==== Excerpt

The UK Department of Environment, Food and Rural has published plans that would make it illegal for “larger businesses” to source products that have been obtained from natural areas that have been deforested illegally.
According to the Intergovernmental Panel on Climate Change (IPCC), deforestation accounts for 11% of global greenhouse gas emissions. The IPCC says that 80% of deforestation is caused by the production of agricultural commodities, with 90% of deforestation instances in some countries being illegal.
Sir Ian Cheshire, the Chair of the Global Resource Initiative (GRI), an independent taskforce which was formed in 2019, said:
“Every day, British consumers buy food and other products which are contributing to the loss of the world’s most precious forests.”
These new plans would require businesses to carry out due diligence throughout their supply chains by publishing information to show where key commodities such as cocoa, rubber, soy and palm oil came from and that they were produced in line with local laws protecting forests and other natural ecosystems.
The plan intends to impose fines on businesses which fail to comply with these rules, with the scale of these fines to be published at a later date.
The International Environment Minister, Lord Goldsmith said:
“There has been a lot of progress already to make the UK’s supply chains more sustainable, but more needs to be done. We will continue to work closely with farmers, business and governments around the world to ensure that we can protect our vital forests and support livelihoods as we build back greener from coronavirus.”
This statement echoes that of the Director-General of the WHO, Tedros Adhanom, who has been accused of covering up three cholera epidemics in Ethiopia, which he has denied, who said on the 21st of August:
“The pandemic has given new impetus to the need to accelerate efforts to respond to climate change… Building back better means building back greener.”

========

Exercise = In the article about the UK deforestation plans, take the part that opens with the words "According to the" and closes with "other natural ecosystems.", and swap every "deforestation" for "forest loss". Rely only on the article about the UK deforestation plans.

==== Data listing

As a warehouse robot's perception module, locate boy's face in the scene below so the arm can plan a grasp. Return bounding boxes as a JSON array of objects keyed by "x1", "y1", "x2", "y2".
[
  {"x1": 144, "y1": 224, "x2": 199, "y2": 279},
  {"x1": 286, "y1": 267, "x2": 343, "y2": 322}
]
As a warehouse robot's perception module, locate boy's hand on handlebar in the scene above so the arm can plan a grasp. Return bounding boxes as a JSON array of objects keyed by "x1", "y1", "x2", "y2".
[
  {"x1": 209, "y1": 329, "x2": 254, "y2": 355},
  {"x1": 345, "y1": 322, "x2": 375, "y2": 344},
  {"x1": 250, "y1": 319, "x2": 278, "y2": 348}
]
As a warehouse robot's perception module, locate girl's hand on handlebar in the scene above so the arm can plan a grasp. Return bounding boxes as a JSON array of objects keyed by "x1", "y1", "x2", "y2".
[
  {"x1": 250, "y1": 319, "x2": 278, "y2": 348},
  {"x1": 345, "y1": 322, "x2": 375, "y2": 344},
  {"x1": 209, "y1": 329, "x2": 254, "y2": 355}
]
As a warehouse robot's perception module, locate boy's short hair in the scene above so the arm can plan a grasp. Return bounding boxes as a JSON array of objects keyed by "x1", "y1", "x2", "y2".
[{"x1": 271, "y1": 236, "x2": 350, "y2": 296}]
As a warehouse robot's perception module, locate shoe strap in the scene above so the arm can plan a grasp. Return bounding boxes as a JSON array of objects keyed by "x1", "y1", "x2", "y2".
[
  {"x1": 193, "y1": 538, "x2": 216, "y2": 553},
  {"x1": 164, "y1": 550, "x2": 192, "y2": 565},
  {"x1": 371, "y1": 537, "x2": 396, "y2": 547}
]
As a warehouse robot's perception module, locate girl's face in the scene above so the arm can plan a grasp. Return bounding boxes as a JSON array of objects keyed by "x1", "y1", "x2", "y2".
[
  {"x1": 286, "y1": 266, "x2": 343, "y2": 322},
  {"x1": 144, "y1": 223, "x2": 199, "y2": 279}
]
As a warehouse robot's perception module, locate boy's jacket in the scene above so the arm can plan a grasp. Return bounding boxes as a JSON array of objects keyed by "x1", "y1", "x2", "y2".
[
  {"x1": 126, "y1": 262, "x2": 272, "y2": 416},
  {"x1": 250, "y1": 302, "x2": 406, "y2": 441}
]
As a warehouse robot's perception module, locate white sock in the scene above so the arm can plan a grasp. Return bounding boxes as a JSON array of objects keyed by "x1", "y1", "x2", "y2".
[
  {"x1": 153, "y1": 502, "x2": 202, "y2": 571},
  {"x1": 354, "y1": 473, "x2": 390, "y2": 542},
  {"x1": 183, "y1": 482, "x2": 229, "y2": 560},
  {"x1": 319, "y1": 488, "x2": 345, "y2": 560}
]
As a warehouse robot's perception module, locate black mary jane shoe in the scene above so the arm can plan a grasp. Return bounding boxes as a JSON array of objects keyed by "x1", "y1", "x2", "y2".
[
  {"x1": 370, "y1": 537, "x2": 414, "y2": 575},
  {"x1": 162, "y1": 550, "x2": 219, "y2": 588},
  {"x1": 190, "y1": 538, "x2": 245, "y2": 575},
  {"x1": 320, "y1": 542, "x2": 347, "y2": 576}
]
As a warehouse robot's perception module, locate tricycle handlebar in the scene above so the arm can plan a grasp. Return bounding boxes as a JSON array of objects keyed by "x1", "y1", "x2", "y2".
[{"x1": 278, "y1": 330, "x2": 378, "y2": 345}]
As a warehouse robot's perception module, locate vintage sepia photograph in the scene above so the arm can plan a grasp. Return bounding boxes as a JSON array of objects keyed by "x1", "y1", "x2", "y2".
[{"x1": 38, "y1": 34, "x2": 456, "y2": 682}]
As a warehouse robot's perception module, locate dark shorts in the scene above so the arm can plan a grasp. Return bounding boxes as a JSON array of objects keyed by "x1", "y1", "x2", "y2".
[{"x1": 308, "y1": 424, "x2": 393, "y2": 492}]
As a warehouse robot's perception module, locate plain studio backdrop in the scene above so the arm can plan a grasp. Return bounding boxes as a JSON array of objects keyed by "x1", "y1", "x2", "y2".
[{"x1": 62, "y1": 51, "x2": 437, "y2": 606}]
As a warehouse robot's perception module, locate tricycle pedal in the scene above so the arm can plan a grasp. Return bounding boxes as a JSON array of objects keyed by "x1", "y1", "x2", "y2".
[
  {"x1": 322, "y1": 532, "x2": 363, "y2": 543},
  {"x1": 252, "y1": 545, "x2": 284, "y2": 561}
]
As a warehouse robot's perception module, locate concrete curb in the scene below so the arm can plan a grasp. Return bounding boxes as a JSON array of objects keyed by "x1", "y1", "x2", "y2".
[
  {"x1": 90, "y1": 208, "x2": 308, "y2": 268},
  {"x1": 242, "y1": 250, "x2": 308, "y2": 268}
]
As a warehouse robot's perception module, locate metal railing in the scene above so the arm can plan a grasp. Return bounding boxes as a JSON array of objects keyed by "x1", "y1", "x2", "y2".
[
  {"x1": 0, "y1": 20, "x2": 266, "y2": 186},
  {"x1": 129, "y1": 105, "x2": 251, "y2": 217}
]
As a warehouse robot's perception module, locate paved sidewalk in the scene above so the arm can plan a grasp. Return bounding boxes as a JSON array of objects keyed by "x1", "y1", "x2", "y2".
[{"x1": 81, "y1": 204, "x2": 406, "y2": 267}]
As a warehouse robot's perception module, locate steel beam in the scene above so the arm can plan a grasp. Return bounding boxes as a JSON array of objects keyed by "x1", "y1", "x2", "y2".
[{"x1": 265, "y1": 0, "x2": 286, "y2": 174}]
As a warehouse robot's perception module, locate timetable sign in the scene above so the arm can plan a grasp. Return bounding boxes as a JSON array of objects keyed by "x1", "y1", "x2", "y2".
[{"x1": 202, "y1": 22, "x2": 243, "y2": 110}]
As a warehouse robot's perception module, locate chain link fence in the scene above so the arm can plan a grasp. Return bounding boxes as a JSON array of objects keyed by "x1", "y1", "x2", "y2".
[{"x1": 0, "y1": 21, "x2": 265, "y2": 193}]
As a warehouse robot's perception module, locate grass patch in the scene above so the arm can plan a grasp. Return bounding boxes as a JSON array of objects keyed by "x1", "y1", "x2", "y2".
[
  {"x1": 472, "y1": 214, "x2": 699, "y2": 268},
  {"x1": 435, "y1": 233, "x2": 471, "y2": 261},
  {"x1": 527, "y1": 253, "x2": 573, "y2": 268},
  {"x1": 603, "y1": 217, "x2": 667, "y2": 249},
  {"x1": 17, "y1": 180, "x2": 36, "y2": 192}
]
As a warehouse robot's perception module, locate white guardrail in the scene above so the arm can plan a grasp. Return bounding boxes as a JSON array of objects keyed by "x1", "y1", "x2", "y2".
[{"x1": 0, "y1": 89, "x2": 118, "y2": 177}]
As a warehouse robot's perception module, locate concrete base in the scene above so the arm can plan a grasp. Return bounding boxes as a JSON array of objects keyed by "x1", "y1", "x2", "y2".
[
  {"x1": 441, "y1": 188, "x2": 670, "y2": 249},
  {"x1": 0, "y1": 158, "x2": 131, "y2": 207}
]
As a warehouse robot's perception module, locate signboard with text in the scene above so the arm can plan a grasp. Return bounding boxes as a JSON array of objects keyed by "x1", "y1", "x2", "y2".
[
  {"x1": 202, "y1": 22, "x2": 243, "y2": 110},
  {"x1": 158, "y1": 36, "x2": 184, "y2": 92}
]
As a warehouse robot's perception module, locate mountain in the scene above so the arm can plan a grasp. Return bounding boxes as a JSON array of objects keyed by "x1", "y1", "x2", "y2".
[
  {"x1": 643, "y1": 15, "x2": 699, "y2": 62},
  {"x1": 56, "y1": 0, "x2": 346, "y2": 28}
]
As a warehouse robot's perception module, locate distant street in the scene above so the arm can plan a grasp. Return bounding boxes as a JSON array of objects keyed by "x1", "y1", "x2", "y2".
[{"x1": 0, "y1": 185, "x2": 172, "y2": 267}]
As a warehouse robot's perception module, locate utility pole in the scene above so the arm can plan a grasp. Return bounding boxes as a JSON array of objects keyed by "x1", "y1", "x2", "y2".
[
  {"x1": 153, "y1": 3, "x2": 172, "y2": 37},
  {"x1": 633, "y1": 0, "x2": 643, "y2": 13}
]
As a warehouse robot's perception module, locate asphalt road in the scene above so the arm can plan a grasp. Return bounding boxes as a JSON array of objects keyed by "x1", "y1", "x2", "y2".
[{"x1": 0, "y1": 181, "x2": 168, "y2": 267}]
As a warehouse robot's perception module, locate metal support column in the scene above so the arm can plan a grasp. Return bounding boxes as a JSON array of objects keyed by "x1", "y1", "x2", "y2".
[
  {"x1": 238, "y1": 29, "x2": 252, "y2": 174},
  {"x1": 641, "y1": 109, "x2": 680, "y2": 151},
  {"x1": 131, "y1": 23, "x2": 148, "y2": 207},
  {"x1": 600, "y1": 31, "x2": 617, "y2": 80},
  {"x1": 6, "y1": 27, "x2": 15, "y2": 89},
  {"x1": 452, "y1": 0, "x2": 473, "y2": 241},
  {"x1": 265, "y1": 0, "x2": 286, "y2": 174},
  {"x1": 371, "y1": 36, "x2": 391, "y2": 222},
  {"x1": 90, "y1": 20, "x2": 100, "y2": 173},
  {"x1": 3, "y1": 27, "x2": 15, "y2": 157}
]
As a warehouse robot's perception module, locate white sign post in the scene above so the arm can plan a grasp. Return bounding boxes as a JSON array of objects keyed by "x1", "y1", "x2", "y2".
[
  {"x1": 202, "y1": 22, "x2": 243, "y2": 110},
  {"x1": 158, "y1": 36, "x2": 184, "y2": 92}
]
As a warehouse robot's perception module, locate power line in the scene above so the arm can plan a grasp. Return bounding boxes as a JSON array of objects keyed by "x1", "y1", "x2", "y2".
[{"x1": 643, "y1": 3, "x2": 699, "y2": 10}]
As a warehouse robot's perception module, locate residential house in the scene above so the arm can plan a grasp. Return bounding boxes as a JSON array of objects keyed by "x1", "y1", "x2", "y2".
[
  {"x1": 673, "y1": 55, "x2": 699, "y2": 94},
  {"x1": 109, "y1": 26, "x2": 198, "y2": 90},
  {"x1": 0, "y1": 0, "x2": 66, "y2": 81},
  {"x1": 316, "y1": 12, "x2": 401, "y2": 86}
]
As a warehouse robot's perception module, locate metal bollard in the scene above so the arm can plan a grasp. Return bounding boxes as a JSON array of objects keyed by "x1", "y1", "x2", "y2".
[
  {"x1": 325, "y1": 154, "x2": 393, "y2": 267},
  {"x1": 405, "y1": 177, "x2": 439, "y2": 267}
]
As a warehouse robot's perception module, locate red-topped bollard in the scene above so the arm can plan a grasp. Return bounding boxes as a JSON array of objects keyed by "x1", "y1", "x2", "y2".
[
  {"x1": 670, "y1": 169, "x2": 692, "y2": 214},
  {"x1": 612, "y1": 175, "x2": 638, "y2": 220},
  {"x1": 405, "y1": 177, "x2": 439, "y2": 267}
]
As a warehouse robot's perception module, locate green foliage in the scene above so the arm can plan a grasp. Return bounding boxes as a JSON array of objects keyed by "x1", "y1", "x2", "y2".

========

Reply to the task =
According to the Intergovernmental Panel on Climate Change (IPCC), forest loss accounts for 11% of global greenhouse gas emissions. The IPCC says that 80% of forest loss is caused by the production of agricultural commodities, with 90% of forest loss instances in some countries being illegal.
Sir Ian Cheshire, the Chair of the Global Resource Initiative (GRI), an independent taskforce which was formed in 2019, said:
“Every day, British consumers buy food and other products which are contributing to the loss of the world’s most precious forests.”
These new plans would require businesses to carry out due diligence throughout their supply chains by publishing information to show where key commodities such as cocoa, rubber, soy and palm oil came from and that they were produced in line with local laws protecting forests and other natural ecosystems.